### [Source material]
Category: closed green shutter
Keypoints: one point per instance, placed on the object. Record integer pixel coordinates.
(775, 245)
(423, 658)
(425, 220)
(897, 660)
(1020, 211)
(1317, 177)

### [Your instructions]
Say each line again exactly as it appears above.

### [Solution]
Category: closed green shutter
Keypoints: one point per instance, placed on the object. Record integer pixel coordinates.
(775, 245)
(423, 658)
(425, 220)
(897, 660)
(1020, 211)
(1317, 177)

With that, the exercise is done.